→ GIVEN EXERCISE 1:
Please return the entire passage on when and how the Board meets, word for word.

→ PASSAGE PROVIDED:
--- --- ---
There shall be a meeting of the Board on the first and third
Thursdays of each calendar month, at such hour as the Board may order. In each calendar
month in which there are five Thursdays, there shall also be a meeting on the fifth Thursday at
such hour as the Board may order. If a day upon which a meeting is to be held is a holiday, such
meeting shall be held upon the preceding business day unless otherwise ordered by the Board.
Notwithstanding anything to the contrary in this section, the Board shall meet as often as
necessary to establish the primary credit rate as required in Section 14 of the Federal Reserve
Act.
Meetings of the Board may be held in-person, or by means of conference call, video
conference, or such other means that allow for each participant to hear and be heard by each
other participant at the same time, and any business may be transacted at such a meeting that
could have been transacted at any other meeting of the Board. The business conducted at
any meeting held primarily by means of a conference call or video conference shall normally
be limited to the establishment of the Bank’s primary credit rate, but such other business
may be transacted as the Board deems appropriate. Following at least one in-bank meeting
of the Board each year, there shall be an executive session of the Board attended only by
Directors and excluding all Bank officers and employees.
The Chair or Deputy Chair of the Board may call a special meeting at any time and determine
the time and manner of holding such meeting, and the Chair or Deputy Chair shall do so upon
the request of any three Directors, or of the President, or of the First Vice President in the
absence or disability of the President. In the absence or disability of both the Chair and the
Deputy Chair, the President, or in the President’s absence or disability the First Vice President,
may call a special meeting at any time and determine the time and manner of holding such
meeting.
--- --- ---
→ DATASET ENTRIES:
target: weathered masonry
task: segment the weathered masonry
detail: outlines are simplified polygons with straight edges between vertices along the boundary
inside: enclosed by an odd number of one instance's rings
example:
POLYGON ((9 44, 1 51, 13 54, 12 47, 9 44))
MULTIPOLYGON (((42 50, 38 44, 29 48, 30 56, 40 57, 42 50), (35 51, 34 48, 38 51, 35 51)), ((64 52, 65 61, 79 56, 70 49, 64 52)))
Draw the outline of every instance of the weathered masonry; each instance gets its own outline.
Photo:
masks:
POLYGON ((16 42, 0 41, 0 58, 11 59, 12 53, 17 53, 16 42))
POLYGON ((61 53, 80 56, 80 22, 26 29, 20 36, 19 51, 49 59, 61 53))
--- --- ---
→ GIVEN EXERCISE 2:
Retype the records above line for line, without changing anything.

→ EXPECTED ANSWER 1:
There shall be a meeting of the Board on the first and third
Thursdays of each calendar month, at such hour as the Board may order. In each calendar
month in which there are five Thursdays, there shall also be a meeting on the fifth Thursday at
such hour as the Board may order. If a day upon which a meeting is to be held is a holiday, such
meeting shall be held upon the preceding business day unless otherwise ordered by the Board.
Notwithstanding anything to the contrary in this section, the Board shall meet as often as
necessary to establish the primary credit rate as required in Section 14 of the Federal Reserve
Act.
Meetings of the Board may be held in-person, or by means of conference call, video
conference, or such other means that allow for each participant to hear and be heard by each
other participant at the same time, and any business may be transacted at such a meeting that
could have been transacted at any other meeting of the Board. The business conducted at
any meeting held primarily by means of a conference call or video conference shall normally
be limited to the establishment of the Bank’s primary credit rate, but such other business
may be transacted as the Board deems appropriate. Following at least one in-bank meeting
of the Board each year, there shall be an executive session of the Board attended only by
Directors and excluding all Bank officers and employees.
The Chair or Deputy Chair of the Board may call a special meeting at any time and determine
the time and manner of holding such meeting, and the Chair or Deputy Chair shall do so upon
the request of any three Directors, or of the President, or of the First Vice President in the
absence or disability of the President. In the absence or disability of both the Chair and the
Deputy Chair, the President, or in the President’s absence or disability the First Vice President,
may call a special meeting at any time and determine the time and manner of holding such
meeting.

→ EXPECTED ANSWER 2:
target: weathered masonry
task: segment the weathered masonry
detail: outlines are simplified polygons with straight edges between vertices along the boundary
inside: enclosed by an odd number of one instance's rings
example:
POLYGON ((9 44, 1 51, 13 54, 12 47, 9 44))
MULTIPOLYGON (((42 50, 38 44, 29 48, 30 56, 40 57, 42 50), (35 51, 34 48, 38 51, 35 51)), ((64 52, 65 61, 79 56, 70 49, 64 52)))
Draw the outline of every instance of the weathered masonry; each instance gets its own outline.
Photo:
masks:
POLYGON ((16 42, 0 41, 0 58, 11 59, 12 53, 17 53, 16 42))
POLYGON ((61 53, 80 56, 80 22, 26 29, 20 36, 19 51, 49 59, 61 53))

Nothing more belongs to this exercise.